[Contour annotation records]
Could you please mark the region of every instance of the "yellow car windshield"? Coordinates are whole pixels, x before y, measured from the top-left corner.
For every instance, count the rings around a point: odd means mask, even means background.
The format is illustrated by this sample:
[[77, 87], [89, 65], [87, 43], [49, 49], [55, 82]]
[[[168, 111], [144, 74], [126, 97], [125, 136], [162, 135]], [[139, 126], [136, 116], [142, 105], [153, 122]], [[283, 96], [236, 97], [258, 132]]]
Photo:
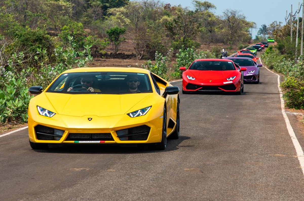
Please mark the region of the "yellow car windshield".
[[84, 72], [62, 74], [47, 92], [123, 94], [151, 93], [147, 74], [123, 72]]

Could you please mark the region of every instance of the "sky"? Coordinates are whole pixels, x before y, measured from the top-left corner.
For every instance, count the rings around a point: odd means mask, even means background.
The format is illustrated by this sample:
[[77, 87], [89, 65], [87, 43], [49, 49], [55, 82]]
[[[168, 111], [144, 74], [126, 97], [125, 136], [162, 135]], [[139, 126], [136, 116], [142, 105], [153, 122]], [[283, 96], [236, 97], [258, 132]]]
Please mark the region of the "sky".
[[[200, 0], [203, 2], [205, 0]], [[172, 5], [180, 5], [182, 7], [188, 7], [191, 9], [193, 9], [192, 0], [161, 0], [165, 3], [170, 3]], [[292, 5], [292, 12], [294, 14], [298, 9], [299, 0], [209, 0], [207, 1], [213, 4], [216, 7], [214, 12], [216, 15], [221, 15], [223, 12], [226, 9], [233, 9], [241, 11], [241, 13], [246, 17], [248, 21], [254, 22], [257, 24], [257, 29], [252, 30], [252, 35], [254, 38], [257, 34], [258, 29], [265, 24], [268, 26], [274, 21], [282, 22], [283, 24], [286, 22], [285, 17], [286, 11], [289, 13]], [[300, 2], [303, 3], [302, 0]], [[301, 12], [300, 16], [302, 16]]]

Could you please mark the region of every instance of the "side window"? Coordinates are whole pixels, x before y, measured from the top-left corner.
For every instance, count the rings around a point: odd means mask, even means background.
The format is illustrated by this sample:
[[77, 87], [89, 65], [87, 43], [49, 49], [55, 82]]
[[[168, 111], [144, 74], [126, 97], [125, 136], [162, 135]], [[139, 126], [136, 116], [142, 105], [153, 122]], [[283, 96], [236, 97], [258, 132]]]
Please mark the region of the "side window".
[[155, 87], [155, 89], [156, 90], [156, 91], [159, 95], [161, 95], [161, 90], [159, 89], [159, 87], [158, 87], [158, 85], [157, 85], [157, 83], [156, 83], [156, 81], [155, 80], [155, 78], [154, 77], [154, 76], [153, 75], [152, 73], [150, 73], [151, 75], [151, 77], [152, 78], [152, 80], [153, 81], [153, 85], [154, 85], [154, 87]]
[[234, 65], [235, 65], [235, 67], [237, 67], [237, 69], [239, 70], [241, 69], [240, 67], [240, 66], [238, 65], [237, 64], [234, 63]]

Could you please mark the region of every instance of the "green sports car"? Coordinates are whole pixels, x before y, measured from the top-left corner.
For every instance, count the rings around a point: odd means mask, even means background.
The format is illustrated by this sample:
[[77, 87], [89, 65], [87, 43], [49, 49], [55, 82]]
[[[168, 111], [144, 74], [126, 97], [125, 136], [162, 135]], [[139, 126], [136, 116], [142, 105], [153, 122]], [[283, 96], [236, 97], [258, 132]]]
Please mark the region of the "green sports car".
[[250, 51], [254, 53], [254, 54], [257, 55], [257, 49], [253, 47], [247, 47], [246, 48], [246, 49], [250, 50]]
[[275, 39], [273, 38], [268, 38], [267, 39], [267, 42], [268, 43], [274, 43]]

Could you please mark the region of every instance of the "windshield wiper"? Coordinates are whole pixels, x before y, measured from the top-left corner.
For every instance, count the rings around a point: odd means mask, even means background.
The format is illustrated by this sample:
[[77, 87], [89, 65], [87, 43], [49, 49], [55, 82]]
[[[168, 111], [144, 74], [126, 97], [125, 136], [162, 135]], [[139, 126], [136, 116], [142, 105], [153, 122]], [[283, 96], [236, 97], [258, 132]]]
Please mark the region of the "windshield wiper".
[[124, 93], [120, 93], [119, 94], [140, 94], [141, 92], [140, 91], [135, 91], [134, 92], [126, 92]]

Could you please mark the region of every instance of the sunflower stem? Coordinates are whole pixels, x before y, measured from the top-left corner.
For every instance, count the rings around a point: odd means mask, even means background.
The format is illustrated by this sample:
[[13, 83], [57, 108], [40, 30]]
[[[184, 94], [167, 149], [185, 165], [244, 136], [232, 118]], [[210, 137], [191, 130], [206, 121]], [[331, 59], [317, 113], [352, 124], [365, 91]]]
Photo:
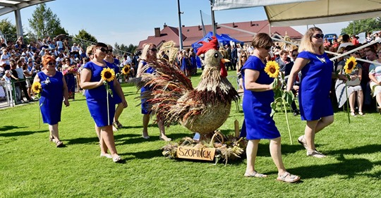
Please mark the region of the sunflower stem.
[[348, 123], [351, 123], [351, 117], [349, 116], [349, 98], [348, 97], [348, 89], [346, 82], [345, 82], [345, 94], [346, 94], [346, 114], [348, 115]]
[[109, 83], [106, 84], [106, 94], [107, 99], [107, 125], [110, 125], [110, 112], [109, 110]]
[[284, 99], [283, 99], [283, 97], [282, 98], [282, 100], [283, 103], [283, 108], [284, 109], [284, 114], [286, 115], [286, 122], [287, 123], [287, 129], [289, 130], [289, 135], [290, 136], [290, 142], [291, 145], [293, 145], [292, 136], [291, 135], [290, 124], [289, 123], [289, 117], [287, 116], [287, 109], [286, 108], [286, 101], [284, 101]]

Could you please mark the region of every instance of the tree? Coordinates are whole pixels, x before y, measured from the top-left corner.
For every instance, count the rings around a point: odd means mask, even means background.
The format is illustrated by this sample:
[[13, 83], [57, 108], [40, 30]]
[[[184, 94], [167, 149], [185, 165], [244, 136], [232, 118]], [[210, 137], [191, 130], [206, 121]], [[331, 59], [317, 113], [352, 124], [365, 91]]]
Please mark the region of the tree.
[[[354, 26], [355, 35], [358, 35], [358, 33], [363, 32], [369, 32], [374, 30], [379, 30], [381, 27], [381, 18], [373, 18], [355, 20]], [[349, 23], [346, 27], [341, 29], [341, 34], [353, 34], [353, 21]]]
[[89, 43], [97, 43], [98, 40], [93, 35], [90, 35], [86, 30], [82, 29], [78, 32], [78, 34], [75, 35], [74, 38], [75, 42], [87, 42]]
[[4, 35], [16, 35], [16, 25], [11, 23], [8, 18], [0, 20], [0, 30]]
[[65, 30], [61, 27], [61, 20], [57, 15], [53, 13], [45, 4], [37, 6], [32, 14], [32, 18], [28, 20], [29, 26], [37, 36], [56, 35], [55, 33], [62, 32], [62, 30]]
[[123, 44], [119, 45], [118, 43], [116, 42], [115, 44], [114, 45], [114, 48], [116, 50], [123, 51], [122, 51], [123, 53], [119, 53], [121, 54], [124, 54], [124, 51], [133, 54], [133, 52], [138, 48], [138, 47], [132, 44], [131, 44], [129, 46], [124, 45]]

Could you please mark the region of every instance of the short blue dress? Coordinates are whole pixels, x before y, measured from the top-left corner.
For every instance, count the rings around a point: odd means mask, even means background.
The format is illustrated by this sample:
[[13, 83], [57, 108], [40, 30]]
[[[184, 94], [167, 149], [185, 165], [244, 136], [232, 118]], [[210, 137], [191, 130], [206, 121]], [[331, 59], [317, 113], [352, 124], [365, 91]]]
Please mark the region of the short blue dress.
[[245, 118], [241, 136], [246, 136], [247, 140], [274, 139], [281, 136], [275, 122], [270, 117], [270, 104], [274, 101], [274, 92], [252, 92], [245, 87], [246, 69], [259, 71], [257, 83], [270, 85], [274, 81], [274, 78], [265, 72], [265, 66], [259, 58], [250, 56], [241, 72], [243, 79], [242, 108]]
[[40, 98], [42, 121], [51, 125], [57, 124], [61, 121], [64, 100], [64, 81], [62, 81], [64, 75], [57, 71], [56, 75], [49, 77], [40, 71], [37, 75], [42, 87]]
[[310, 60], [301, 70], [299, 108], [302, 120], [317, 120], [333, 115], [329, 98], [333, 62], [325, 53], [302, 51], [298, 58]]
[[[147, 65], [147, 62], [145, 61], [142, 61], [143, 64], [143, 66]], [[147, 70], [146, 70], [145, 71], [144, 71], [144, 73], [152, 73], [155, 71], [155, 70], [152, 68], [148, 68]], [[151, 89], [150, 87], [148, 86], [146, 86], [146, 87], [143, 87], [140, 89], [140, 96], [142, 95], [143, 93], [144, 93], [145, 92], [150, 92], [151, 91]], [[143, 97], [140, 97], [140, 102], [141, 102], [141, 108], [142, 108], [142, 114], [150, 114], [151, 113], [151, 109], [150, 109], [150, 108], [148, 107], [148, 104], [147, 103], [147, 101], [145, 99], [143, 98]]]
[[[107, 68], [112, 66], [106, 63]], [[90, 82], [99, 82], [101, 80], [102, 70], [106, 67], [99, 66], [92, 61], [86, 63], [83, 68], [91, 71]], [[114, 90], [114, 81], [109, 82], [109, 87]], [[107, 94], [109, 94], [109, 115], [107, 115]], [[112, 125], [115, 114], [115, 101], [111, 94], [106, 92], [106, 86], [101, 85], [97, 88], [86, 91], [86, 101], [91, 117], [94, 119], [97, 127]]]

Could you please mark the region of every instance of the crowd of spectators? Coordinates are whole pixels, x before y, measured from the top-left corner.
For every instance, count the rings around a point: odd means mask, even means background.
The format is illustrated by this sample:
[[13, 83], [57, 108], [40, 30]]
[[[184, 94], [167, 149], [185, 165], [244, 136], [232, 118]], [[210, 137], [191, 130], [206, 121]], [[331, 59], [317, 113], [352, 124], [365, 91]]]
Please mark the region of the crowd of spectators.
[[[46, 54], [52, 56], [56, 60], [56, 70], [70, 78], [70, 97], [73, 99], [75, 88], [77, 91], [80, 89], [78, 86], [80, 70], [90, 61], [85, 47], [83, 48], [75, 42], [70, 44], [68, 38], [49, 37], [28, 43], [23, 37], [16, 42], [6, 42], [1, 37], [0, 46], [0, 100], [5, 100], [7, 95], [11, 94], [16, 104], [33, 101], [31, 85], [41, 70], [42, 58]], [[122, 60], [120, 66], [132, 66], [130, 73], [132, 77], [135, 75], [134, 68], [138, 65], [138, 55], [136, 53], [131, 57], [126, 54], [123, 59], [116, 57]]]

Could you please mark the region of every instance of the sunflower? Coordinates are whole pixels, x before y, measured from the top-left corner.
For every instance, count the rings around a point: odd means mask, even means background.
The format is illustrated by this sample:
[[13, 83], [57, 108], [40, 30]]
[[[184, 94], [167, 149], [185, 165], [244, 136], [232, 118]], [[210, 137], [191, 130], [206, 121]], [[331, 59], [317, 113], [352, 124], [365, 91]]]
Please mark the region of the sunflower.
[[130, 66], [129, 65], [124, 66], [124, 68], [123, 68], [123, 69], [122, 69], [122, 73], [123, 75], [128, 75], [128, 73], [130, 73]]
[[268, 61], [265, 67], [265, 71], [269, 75], [271, 78], [277, 78], [279, 73], [279, 66], [278, 63], [270, 61]]
[[356, 68], [356, 65], [357, 65], [357, 63], [356, 62], [356, 58], [353, 56], [351, 56], [349, 58], [348, 58], [346, 62], [345, 62], [345, 73], [351, 74], [352, 73], [352, 70]]
[[41, 90], [42, 90], [41, 83], [40, 83], [40, 82], [34, 82], [32, 85], [32, 90], [36, 94], [40, 94]]
[[115, 72], [109, 68], [104, 68], [102, 70], [101, 77], [103, 80], [111, 82], [115, 78]]

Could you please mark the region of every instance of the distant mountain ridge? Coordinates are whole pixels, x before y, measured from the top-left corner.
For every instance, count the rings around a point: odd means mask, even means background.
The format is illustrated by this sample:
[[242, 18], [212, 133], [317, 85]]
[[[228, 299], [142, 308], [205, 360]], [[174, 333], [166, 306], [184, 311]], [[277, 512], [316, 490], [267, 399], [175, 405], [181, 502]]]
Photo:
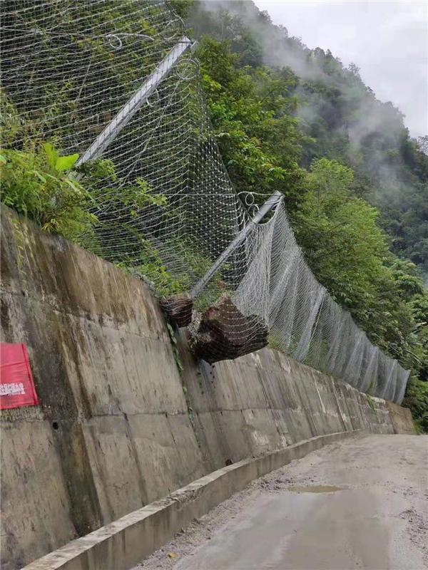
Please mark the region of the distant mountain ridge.
[[[428, 276], [428, 156], [392, 103], [376, 98], [353, 64], [330, 51], [308, 48], [272, 24], [252, 0], [193, 3], [188, 24], [196, 36], [230, 43], [240, 65], [288, 68], [295, 76], [294, 114], [307, 135], [300, 163], [327, 157], [352, 168], [354, 190], [379, 208], [393, 252]], [[425, 152], [424, 150], [425, 150]]]

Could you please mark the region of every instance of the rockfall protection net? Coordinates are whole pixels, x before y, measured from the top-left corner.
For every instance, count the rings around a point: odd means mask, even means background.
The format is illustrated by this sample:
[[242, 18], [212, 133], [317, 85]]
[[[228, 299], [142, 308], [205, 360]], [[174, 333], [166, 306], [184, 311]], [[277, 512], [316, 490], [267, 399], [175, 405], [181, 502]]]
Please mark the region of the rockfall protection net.
[[191, 290], [247, 227], [195, 299], [196, 354], [215, 361], [268, 341], [401, 402], [409, 372], [317, 282], [283, 202], [268, 222], [251, 223], [210, 127], [191, 41], [167, 3], [0, 7], [2, 144], [34, 153], [49, 142], [61, 155], [78, 153], [73, 175], [89, 191], [91, 217], [76, 224], [75, 241], [144, 276], [162, 296]]

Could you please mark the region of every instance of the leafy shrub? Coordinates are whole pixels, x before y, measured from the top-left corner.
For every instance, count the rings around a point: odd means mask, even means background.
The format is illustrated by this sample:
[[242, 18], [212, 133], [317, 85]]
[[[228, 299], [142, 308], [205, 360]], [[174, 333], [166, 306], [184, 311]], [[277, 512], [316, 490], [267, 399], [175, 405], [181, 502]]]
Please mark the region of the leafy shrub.
[[43, 229], [78, 242], [97, 217], [93, 199], [71, 175], [78, 155], [61, 156], [46, 142], [37, 151], [4, 149], [0, 155], [0, 198]]

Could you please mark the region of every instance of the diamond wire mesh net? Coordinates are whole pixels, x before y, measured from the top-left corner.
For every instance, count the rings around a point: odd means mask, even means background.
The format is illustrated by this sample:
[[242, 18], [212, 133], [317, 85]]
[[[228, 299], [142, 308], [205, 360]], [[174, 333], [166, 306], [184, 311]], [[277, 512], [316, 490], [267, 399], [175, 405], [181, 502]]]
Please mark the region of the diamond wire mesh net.
[[[250, 224], [195, 299], [201, 311], [216, 303], [208, 309], [218, 325], [208, 359], [223, 358], [226, 342], [229, 357], [238, 356], [268, 335], [271, 346], [297, 360], [401, 402], [409, 372], [372, 345], [317, 283], [283, 203], [267, 222], [250, 222], [210, 129], [183, 22], [168, 4], [0, 6], [2, 123], [12, 133], [3, 145], [34, 152], [49, 142], [61, 154], [79, 154], [76, 180], [91, 189], [93, 217], [75, 241], [144, 276], [163, 296], [189, 291]], [[148, 96], [138, 101], [144, 88]], [[126, 120], [118, 127], [121, 113]], [[205, 341], [200, 313], [190, 329]]]

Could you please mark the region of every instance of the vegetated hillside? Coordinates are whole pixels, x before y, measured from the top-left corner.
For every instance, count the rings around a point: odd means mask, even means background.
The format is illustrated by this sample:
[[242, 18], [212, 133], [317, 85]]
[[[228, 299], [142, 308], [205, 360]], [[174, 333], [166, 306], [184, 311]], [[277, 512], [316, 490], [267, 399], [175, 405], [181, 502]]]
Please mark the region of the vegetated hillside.
[[308, 49], [250, 0], [173, 4], [200, 41], [210, 115], [235, 187], [285, 194], [317, 278], [374, 343], [412, 368], [404, 403], [428, 429], [423, 141], [355, 66]]

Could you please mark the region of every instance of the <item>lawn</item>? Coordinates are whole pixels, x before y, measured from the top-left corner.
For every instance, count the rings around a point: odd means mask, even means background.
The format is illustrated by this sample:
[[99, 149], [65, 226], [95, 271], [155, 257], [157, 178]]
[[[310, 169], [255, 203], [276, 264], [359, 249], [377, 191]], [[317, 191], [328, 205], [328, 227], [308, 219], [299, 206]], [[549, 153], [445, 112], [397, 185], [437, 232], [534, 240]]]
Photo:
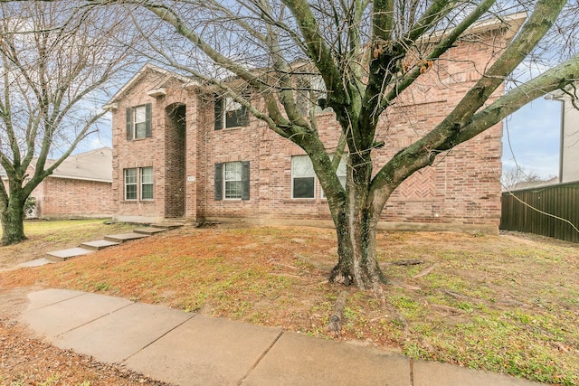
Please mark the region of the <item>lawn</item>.
[[[38, 234], [26, 243], [43, 240]], [[380, 232], [377, 245], [390, 278], [385, 306], [327, 282], [335, 234], [312, 228], [187, 227], [0, 273], [0, 288], [98, 292], [546, 383], [579, 382], [578, 245], [447, 232]], [[326, 327], [345, 289], [336, 336]]]
[[[62, 220], [24, 221], [25, 242], [0, 249], [0, 271], [18, 263], [43, 258], [46, 252], [78, 246], [81, 242], [101, 239], [106, 234], [127, 231], [128, 224], [107, 224], [105, 220]], [[0, 235], [2, 229], [0, 228]]]

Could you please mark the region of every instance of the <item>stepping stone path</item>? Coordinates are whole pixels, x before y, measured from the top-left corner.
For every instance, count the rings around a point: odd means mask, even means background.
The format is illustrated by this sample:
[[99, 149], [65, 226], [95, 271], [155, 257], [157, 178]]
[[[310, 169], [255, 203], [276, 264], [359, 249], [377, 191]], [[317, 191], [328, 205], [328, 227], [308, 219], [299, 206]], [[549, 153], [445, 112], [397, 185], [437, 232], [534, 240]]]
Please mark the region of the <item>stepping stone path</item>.
[[[183, 224], [151, 224], [150, 227], [139, 228], [134, 230], [129, 233], [111, 234], [104, 237], [103, 240], [97, 240], [94, 241], [83, 242], [78, 247], [70, 248], [68, 249], [54, 250], [52, 252], [46, 253], [45, 262], [58, 262], [66, 261], [69, 259], [77, 258], [82, 255], [88, 255], [89, 253], [100, 250], [102, 249], [112, 247], [114, 245], [119, 245], [126, 241], [133, 240], [139, 240], [151, 235], [160, 233], [171, 229], [182, 227]], [[44, 260], [44, 259], [39, 259], [38, 260]], [[33, 260], [28, 263], [21, 264], [21, 267], [33, 267], [35, 265], [42, 265], [41, 261], [33, 263], [37, 260]]]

- PROBLEM REQUIREMENTS
Set down exactly, from the line that contains "of the <item>lawn</item>?" through the last line of the data, each line as it stands, and leave the pictures out.

- ANSWER TO THIS EXERCISE
Could you please mark the region of every instance of the <item>lawn</item>? Coordinates are whole pixels, x before y, measured from the top-left corner.
For every instance, count the rings around a point: odd means mask, even means background.
The format is illustrated by this sample:
[[99, 149], [65, 226], [95, 271], [155, 257], [157, 178]]
[[[310, 169], [255, 203], [276, 264], [359, 249], [377, 191]], [[317, 191], [328, 205], [328, 227], [308, 219], [299, 206]], [[549, 153], [445, 112], [397, 185], [437, 232], [534, 240]]]
Photo:
Please mark the region of the <item>lawn</item>.
[[[38, 234], [26, 243], [43, 240]], [[380, 232], [377, 245], [390, 278], [385, 306], [327, 282], [335, 234], [312, 228], [187, 227], [0, 273], [0, 288], [98, 292], [546, 383], [579, 382], [578, 245], [447, 232]], [[326, 327], [345, 289], [336, 336]]]
[[[62, 220], [24, 221], [25, 242], [0, 249], [0, 271], [18, 263], [43, 258], [46, 252], [78, 246], [81, 242], [101, 239], [106, 234], [127, 231], [128, 224], [107, 224], [105, 220]], [[0, 235], [2, 229], [0, 228]]]

Could you please mark the region of every instance of the <item>stepping stone path</item>? Coordinates are whole pixels, x before y, measured from the top-left corner.
For every instance, count the rings around a point: odd means mask, even means background.
The format is illustrated by this sample:
[[99, 149], [65, 226], [95, 271], [155, 257], [157, 178]]
[[[310, 169], [255, 203], [276, 264], [359, 249], [377, 191]], [[317, 191], [328, 205], [328, 227], [308, 219], [299, 206]], [[549, 153], [445, 112], [397, 185], [437, 232], [534, 240]]]
Please mark the region of the <item>stepping stone path</item>.
[[[183, 224], [151, 224], [150, 227], [139, 228], [134, 230], [129, 233], [111, 234], [104, 237], [103, 240], [97, 240], [94, 241], [83, 242], [78, 247], [70, 248], [68, 249], [54, 250], [52, 252], [46, 253], [45, 262], [58, 262], [66, 261], [69, 259], [77, 258], [82, 255], [88, 255], [89, 253], [100, 250], [102, 249], [112, 247], [114, 245], [119, 245], [126, 241], [133, 240], [139, 240], [151, 235], [160, 233], [171, 229], [182, 227]], [[44, 260], [44, 259], [39, 259], [38, 260]], [[33, 260], [28, 263], [21, 264], [21, 267], [33, 267], [35, 265], [42, 265], [41, 261], [33, 263], [37, 260]]]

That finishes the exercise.